BEGIN GIVEN DATA

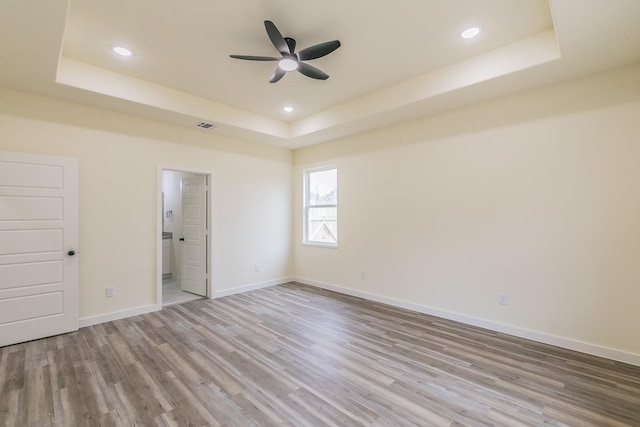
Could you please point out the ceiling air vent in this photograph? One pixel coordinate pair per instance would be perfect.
(205, 125)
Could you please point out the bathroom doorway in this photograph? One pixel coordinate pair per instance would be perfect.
(185, 238)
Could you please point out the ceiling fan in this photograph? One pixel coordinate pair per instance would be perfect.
(290, 61)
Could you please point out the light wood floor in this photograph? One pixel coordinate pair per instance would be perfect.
(299, 356)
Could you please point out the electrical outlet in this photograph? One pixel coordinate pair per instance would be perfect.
(503, 299)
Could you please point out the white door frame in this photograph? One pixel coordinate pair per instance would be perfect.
(160, 214)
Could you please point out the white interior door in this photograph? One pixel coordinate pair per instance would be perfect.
(38, 245)
(194, 226)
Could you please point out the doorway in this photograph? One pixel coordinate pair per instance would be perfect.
(184, 212)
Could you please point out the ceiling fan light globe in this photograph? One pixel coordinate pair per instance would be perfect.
(288, 64)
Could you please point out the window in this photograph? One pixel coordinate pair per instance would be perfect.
(321, 206)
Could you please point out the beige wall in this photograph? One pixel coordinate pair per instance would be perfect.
(536, 196)
(119, 160)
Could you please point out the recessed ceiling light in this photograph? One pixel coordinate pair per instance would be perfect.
(122, 51)
(470, 33)
(288, 64)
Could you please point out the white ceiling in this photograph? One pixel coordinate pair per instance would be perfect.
(398, 60)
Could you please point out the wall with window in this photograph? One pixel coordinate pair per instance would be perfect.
(536, 196)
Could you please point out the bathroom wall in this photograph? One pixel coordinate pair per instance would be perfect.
(119, 160)
(172, 189)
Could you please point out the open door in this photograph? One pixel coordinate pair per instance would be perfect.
(195, 234)
(38, 245)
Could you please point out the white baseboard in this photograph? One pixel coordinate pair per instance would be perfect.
(251, 287)
(94, 320)
(567, 343)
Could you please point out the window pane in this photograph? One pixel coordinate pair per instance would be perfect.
(323, 187)
(322, 225)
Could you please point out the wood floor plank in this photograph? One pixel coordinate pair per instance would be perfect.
(293, 355)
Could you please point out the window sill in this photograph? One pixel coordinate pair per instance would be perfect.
(321, 245)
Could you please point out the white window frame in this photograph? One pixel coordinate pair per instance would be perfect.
(307, 206)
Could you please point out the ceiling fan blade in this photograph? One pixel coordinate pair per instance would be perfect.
(255, 58)
(311, 71)
(276, 38)
(318, 50)
(277, 75)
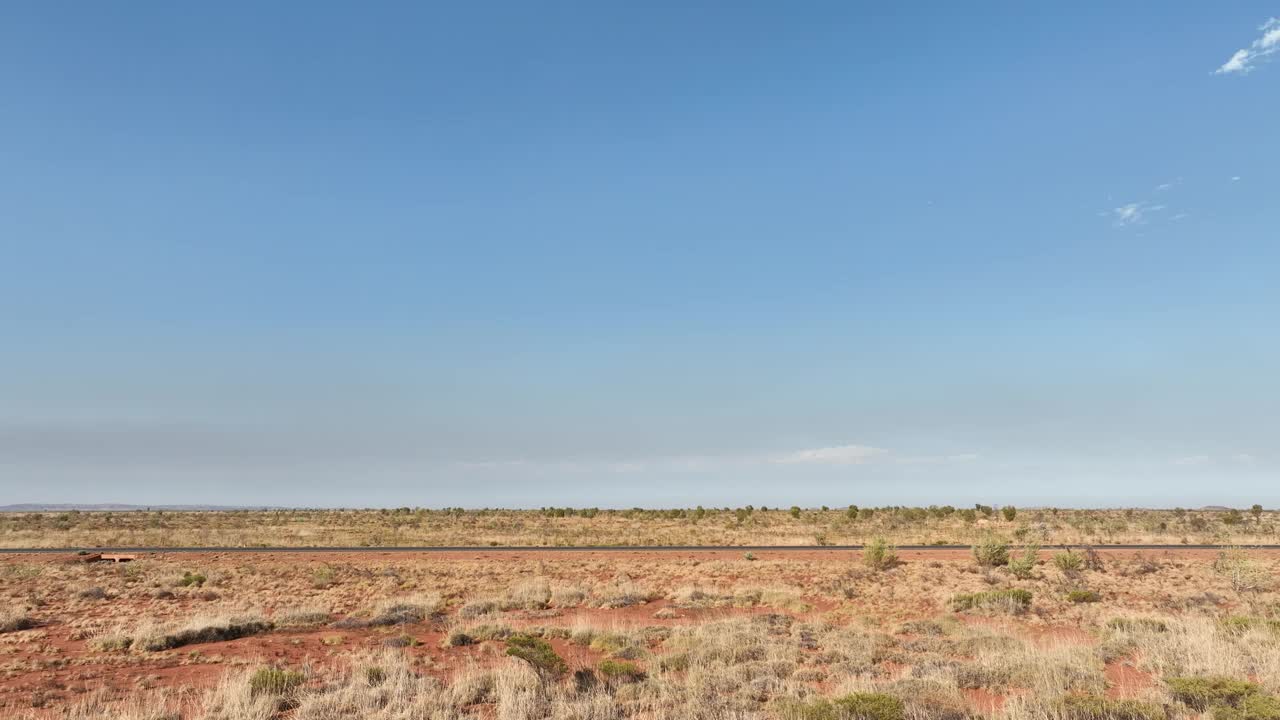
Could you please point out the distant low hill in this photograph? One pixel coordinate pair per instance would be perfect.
(119, 507)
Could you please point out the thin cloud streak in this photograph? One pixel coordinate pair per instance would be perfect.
(1247, 59)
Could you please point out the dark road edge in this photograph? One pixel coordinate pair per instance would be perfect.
(603, 548)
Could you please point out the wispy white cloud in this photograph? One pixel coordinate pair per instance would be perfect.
(836, 455)
(1247, 59)
(1133, 213)
(817, 456)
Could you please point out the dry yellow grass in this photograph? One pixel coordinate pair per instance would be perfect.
(711, 636)
(406, 527)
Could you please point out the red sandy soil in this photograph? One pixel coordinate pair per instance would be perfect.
(80, 670)
(639, 555)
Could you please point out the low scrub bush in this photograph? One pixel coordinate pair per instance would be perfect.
(14, 620)
(1014, 600)
(539, 654)
(1069, 563)
(1023, 568)
(302, 618)
(620, 670)
(1138, 624)
(880, 555)
(530, 595)
(190, 579)
(476, 634)
(275, 680)
(201, 630)
(478, 607)
(400, 611)
(991, 552)
(1252, 707)
(1093, 707)
(1240, 624)
(856, 706)
(1202, 693)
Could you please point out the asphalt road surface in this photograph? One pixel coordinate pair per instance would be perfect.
(600, 548)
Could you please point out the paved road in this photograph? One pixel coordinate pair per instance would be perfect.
(599, 548)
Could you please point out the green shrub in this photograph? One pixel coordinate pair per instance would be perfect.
(1138, 624)
(856, 706)
(991, 552)
(12, 621)
(274, 680)
(1252, 707)
(1240, 624)
(539, 654)
(1202, 693)
(1014, 600)
(1024, 566)
(620, 670)
(1069, 561)
(869, 706)
(675, 662)
(880, 555)
(219, 630)
(1093, 707)
(192, 579)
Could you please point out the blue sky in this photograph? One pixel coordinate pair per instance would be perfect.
(640, 254)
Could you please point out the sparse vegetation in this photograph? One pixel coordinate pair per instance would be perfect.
(568, 634)
(275, 680)
(538, 654)
(880, 555)
(991, 552)
(1013, 601)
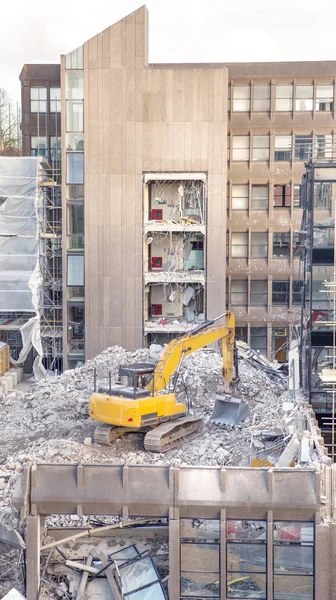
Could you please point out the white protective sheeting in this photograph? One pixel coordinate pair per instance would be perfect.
(20, 275)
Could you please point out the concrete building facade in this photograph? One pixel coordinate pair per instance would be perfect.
(181, 192)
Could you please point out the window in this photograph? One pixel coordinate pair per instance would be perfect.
(241, 98)
(75, 120)
(246, 559)
(282, 195)
(39, 146)
(260, 149)
(280, 344)
(240, 147)
(200, 558)
(293, 563)
(261, 98)
(55, 100)
(296, 292)
(303, 147)
(38, 100)
(239, 293)
(283, 98)
(297, 196)
(259, 244)
(304, 97)
(280, 293)
(75, 269)
(75, 167)
(239, 245)
(259, 197)
(283, 147)
(324, 98)
(75, 142)
(74, 85)
(281, 245)
(323, 146)
(259, 292)
(240, 197)
(76, 226)
(55, 148)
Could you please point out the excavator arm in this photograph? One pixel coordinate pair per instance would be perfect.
(180, 348)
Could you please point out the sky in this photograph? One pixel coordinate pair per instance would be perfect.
(32, 31)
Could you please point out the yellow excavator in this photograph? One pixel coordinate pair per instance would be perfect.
(143, 398)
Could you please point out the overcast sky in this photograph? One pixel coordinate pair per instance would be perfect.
(32, 31)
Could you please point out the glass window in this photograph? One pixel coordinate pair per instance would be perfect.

END GIVEN DATA

◆ WHAT IS EXPECTED ◆
Print only the lines from the one with "Could you please point out the excavator" to the end of the records, both included.

◆ RESULT ◆
Could you please point out the excavator arm in this photograph? One pixel coordinate pair per instance would be perfect.
(180, 348)
Could you please point out the sky in this photograph? One pixel coordinate pair per instance would be perfect.
(32, 31)
Could you please point out the yellow excavator in this photograph? One pixel coordinate pair per instance would be perfect.
(143, 398)
Could you please point out the overcast sky in this photograph? One pixel coordinate pair per instance would be perfect.
(32, 31)
Could you please point out the glass window in this photograph? One pixel coordinate pair per instance would be perfect.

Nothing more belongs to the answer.